▶ _READING TEXT_
--------------------------------------------------
The quarterback got the ball and started running my way. I recognized it as the “Option” and saw him pitch to the running back. With 3 blockers coming right toward me, I could make out one leg on the runner. My heightened awareness caused everything to go into slow mo. I could see one tiny hole to thread the needle of defenders and I went straight to it. This wasn’t just a tackle during practice. I was earning my place on the team. It was important. I got him and more importantly, it caught the attention of my new coach.

I wonder if this is what we are all longing for? Singular purpose. Focus. Heightened awareness. A higher purpose for the mundane things we do each day. There were no distractions for me that day – well, not in that moment. Nothing could have taken me away from that moment. I was passionately pursuing that tackle and wouldn’t have noticed if a two-headed purple alligator had crawled onto the field.

Is there something that makes you get lost in the moment? Anything that stirs your passions so much that nothing distracts you?

The older I get, I must admit that the number of things that distract me has probably increased. My children command my attention and my bride deserves it, but I’m certainly guilty of not “hearing” them. When I’m with them, I find myself thinking about work or other things. When I’m at work, my mind is at home. I wonder how life would be different if I could truly just “be” wherever I actually am? Could I develop the kind of focus that allowed me to make that tackle in my regular, everyday activities? Somehow, I think Jesus may have been this way – completely present in every moment. The people He was with always seemed to think He was completely in tune with them. He always “heard” them. I wanna be like Jesus. Present. Focused. Passionate. Attentive. Loving.

Living Water

I had a great conversation with Kasen, my 4yr old boy this past week. We went camping in Cuchara, Colorado and  were hiking by a spring on our way back from “Blue Lake.” We took a little break from our hike and I convinced him to get a drink of water right out of the spring.
--------------------------------------------------
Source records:

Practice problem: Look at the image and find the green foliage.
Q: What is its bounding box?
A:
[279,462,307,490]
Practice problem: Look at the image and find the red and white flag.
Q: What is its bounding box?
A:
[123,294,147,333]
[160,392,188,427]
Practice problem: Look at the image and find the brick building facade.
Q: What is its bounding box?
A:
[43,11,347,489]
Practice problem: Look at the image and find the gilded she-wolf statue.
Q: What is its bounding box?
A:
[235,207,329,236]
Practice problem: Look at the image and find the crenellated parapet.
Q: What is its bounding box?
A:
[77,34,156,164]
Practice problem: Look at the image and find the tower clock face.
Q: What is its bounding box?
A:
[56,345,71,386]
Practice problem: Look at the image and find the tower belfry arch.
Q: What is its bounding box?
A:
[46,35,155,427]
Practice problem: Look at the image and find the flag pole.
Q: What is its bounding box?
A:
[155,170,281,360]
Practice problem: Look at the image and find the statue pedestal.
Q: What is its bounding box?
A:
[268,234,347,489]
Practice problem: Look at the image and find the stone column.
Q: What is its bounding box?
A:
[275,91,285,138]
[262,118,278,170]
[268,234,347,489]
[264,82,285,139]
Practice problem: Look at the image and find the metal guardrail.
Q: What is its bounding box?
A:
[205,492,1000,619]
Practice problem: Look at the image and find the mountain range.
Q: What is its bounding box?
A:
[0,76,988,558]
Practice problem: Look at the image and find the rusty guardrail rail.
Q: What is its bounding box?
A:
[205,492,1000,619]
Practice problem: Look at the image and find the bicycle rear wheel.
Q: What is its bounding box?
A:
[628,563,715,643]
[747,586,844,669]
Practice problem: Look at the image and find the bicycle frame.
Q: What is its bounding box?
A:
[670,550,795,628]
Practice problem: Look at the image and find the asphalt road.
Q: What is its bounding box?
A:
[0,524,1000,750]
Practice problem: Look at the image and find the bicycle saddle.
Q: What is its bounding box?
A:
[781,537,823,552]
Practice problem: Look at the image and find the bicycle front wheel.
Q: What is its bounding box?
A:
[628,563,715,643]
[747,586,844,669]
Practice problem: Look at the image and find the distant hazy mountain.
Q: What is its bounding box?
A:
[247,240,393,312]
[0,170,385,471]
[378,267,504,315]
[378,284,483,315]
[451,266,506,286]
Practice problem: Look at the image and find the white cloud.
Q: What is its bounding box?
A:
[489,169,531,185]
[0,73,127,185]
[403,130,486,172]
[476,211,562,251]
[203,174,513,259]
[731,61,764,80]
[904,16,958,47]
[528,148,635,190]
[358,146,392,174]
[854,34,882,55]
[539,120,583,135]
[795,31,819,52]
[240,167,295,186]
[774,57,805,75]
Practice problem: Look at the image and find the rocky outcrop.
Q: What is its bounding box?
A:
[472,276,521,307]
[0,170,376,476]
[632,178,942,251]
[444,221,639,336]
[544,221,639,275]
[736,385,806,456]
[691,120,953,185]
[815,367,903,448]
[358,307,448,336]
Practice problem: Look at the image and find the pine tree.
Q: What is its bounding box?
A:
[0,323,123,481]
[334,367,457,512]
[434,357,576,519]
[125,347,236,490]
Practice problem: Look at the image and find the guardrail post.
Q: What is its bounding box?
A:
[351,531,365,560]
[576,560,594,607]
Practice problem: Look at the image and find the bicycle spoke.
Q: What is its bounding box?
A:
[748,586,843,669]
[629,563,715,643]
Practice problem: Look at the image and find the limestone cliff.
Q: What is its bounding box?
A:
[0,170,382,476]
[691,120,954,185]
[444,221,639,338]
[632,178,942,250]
--------------------------------------------------
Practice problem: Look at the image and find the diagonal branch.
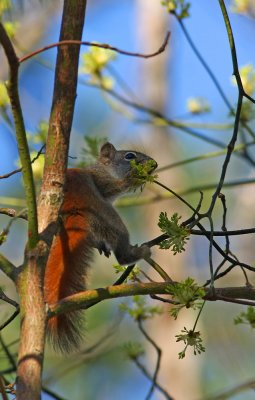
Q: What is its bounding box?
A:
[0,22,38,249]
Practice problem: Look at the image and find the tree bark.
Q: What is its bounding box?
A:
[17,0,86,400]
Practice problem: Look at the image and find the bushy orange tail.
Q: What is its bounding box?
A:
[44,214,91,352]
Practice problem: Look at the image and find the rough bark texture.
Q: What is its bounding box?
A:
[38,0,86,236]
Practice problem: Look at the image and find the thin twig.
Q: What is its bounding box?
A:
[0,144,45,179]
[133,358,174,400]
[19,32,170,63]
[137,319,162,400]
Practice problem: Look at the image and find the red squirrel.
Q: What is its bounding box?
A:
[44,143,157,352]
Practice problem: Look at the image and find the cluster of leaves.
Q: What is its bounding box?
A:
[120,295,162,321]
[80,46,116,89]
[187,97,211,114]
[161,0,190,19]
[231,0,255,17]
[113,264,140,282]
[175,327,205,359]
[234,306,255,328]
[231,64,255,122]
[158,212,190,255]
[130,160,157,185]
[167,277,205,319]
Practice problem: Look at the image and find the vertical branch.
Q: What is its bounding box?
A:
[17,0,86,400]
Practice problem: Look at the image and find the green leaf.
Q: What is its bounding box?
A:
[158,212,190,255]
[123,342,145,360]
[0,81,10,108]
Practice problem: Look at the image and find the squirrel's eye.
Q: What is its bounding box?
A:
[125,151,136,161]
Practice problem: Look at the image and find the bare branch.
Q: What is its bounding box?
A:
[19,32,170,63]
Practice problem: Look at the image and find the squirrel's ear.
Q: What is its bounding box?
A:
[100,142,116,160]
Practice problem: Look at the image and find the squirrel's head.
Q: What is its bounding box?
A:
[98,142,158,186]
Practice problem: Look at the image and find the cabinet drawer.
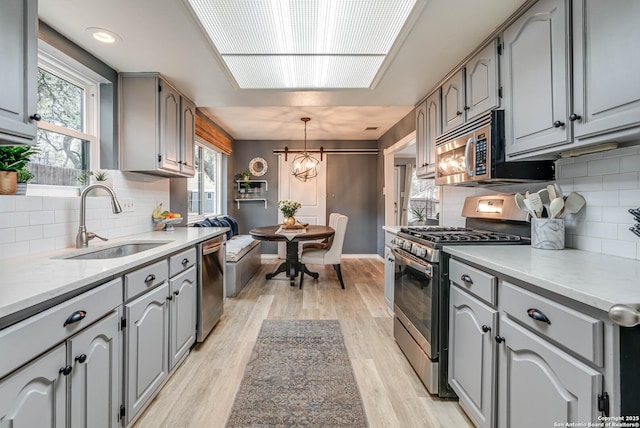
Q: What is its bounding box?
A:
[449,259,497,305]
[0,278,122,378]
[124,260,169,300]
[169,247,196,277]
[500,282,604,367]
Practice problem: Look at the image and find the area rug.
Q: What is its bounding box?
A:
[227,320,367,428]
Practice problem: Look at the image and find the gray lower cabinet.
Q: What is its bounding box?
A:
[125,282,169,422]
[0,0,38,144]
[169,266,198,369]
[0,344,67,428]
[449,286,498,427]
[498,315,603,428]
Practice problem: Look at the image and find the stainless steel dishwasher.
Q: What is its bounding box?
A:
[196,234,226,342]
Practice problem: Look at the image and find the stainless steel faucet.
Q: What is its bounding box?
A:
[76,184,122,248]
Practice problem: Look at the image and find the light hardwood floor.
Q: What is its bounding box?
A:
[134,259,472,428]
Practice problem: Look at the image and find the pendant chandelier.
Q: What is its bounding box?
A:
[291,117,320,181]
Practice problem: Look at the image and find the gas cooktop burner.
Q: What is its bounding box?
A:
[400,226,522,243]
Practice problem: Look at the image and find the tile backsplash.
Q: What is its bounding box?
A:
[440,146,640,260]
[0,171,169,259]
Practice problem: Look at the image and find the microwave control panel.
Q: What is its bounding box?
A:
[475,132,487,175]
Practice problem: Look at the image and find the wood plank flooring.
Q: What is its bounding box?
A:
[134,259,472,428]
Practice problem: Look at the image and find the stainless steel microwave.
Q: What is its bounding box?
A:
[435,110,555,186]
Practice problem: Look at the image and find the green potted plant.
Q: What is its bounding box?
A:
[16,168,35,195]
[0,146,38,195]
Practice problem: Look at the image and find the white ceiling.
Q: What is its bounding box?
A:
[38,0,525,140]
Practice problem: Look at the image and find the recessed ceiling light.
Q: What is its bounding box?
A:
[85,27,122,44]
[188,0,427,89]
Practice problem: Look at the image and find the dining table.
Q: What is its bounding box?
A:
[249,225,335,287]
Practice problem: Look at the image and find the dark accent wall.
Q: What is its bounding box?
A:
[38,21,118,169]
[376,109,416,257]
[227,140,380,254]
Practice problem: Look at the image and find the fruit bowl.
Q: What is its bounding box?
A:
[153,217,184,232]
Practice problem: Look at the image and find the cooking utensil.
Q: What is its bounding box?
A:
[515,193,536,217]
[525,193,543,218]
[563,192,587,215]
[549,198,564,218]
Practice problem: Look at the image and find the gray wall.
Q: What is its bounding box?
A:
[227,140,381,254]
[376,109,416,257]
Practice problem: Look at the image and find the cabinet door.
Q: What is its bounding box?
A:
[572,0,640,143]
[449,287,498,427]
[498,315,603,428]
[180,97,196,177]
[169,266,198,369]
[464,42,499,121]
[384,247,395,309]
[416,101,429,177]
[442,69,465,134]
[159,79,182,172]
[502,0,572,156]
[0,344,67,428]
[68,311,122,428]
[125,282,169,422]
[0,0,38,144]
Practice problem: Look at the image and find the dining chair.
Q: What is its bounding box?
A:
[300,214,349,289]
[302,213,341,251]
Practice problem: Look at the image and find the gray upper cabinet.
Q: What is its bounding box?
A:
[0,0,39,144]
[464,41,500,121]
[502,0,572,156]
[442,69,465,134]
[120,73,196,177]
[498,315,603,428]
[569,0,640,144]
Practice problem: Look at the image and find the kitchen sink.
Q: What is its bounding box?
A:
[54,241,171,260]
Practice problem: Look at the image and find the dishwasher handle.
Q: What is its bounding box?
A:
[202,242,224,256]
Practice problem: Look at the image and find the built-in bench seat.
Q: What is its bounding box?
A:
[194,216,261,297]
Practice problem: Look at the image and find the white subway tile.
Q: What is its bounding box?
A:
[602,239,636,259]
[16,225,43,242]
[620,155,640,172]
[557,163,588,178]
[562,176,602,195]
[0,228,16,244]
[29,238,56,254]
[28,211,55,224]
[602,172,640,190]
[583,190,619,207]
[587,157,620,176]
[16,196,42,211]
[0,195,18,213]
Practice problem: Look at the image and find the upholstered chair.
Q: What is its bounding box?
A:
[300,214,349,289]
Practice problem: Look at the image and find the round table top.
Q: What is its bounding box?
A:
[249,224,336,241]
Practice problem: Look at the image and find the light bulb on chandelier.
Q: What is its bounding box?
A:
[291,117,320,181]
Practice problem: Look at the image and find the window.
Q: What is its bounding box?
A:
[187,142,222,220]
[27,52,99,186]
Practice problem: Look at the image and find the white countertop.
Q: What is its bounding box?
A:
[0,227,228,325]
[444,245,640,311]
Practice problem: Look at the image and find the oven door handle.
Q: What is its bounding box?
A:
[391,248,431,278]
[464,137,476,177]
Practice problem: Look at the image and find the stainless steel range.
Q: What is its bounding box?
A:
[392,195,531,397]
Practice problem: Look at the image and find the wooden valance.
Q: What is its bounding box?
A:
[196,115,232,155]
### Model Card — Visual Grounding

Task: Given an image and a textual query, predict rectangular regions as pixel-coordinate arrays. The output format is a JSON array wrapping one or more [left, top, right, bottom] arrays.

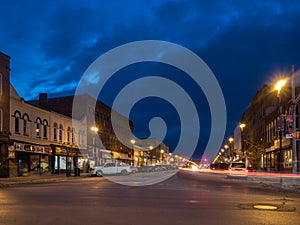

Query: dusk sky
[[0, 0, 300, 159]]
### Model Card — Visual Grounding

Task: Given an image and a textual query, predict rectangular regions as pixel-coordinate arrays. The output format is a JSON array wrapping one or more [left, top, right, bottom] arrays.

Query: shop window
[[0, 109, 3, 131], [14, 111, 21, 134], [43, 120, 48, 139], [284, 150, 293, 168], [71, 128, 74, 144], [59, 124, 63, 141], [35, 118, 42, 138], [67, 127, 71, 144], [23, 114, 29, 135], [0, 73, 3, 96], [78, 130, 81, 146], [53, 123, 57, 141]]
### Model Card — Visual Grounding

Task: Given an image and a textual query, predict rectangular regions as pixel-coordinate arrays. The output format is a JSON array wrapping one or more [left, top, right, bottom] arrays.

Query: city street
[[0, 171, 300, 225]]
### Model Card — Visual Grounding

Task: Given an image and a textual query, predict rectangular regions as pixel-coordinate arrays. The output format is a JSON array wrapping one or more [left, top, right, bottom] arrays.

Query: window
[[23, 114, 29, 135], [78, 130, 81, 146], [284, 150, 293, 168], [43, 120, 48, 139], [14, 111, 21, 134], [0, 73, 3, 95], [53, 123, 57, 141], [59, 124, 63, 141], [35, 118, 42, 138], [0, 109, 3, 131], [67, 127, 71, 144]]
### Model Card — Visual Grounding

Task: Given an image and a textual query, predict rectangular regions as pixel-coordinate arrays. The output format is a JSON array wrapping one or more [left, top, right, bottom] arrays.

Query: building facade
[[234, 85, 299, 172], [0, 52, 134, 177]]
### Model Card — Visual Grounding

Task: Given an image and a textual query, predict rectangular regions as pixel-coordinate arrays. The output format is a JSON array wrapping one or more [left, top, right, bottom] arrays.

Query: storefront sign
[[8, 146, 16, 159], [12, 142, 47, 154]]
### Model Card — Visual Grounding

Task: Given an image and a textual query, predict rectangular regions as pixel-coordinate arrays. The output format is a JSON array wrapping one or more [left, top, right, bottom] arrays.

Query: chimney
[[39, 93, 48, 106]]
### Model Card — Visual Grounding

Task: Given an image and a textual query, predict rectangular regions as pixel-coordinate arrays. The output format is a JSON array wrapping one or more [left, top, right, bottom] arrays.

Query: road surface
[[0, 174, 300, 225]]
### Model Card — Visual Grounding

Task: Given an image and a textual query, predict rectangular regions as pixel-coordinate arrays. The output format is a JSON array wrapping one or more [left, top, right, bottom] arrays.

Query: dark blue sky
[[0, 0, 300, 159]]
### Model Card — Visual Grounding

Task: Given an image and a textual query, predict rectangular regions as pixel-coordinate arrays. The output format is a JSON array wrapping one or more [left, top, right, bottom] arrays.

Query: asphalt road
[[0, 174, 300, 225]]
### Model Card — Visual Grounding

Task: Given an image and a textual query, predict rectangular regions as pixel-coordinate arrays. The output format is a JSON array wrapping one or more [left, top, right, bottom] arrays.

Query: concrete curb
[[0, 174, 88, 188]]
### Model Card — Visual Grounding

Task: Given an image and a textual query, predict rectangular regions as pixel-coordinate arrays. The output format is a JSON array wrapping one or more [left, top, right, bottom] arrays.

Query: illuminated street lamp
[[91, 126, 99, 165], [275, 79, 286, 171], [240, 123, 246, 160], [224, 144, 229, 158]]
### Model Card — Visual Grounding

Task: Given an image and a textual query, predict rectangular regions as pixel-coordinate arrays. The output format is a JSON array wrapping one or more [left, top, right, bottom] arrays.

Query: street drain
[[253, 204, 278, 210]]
--------------------------------------------------
▶ _YOUR TASK_
In the passage about the football tackle, where did the writer and Kasen go camping? None of the entries are required for the task.

▶ _RESPONSE TO THE TASK_
They went camping in Cuchara, Colorado.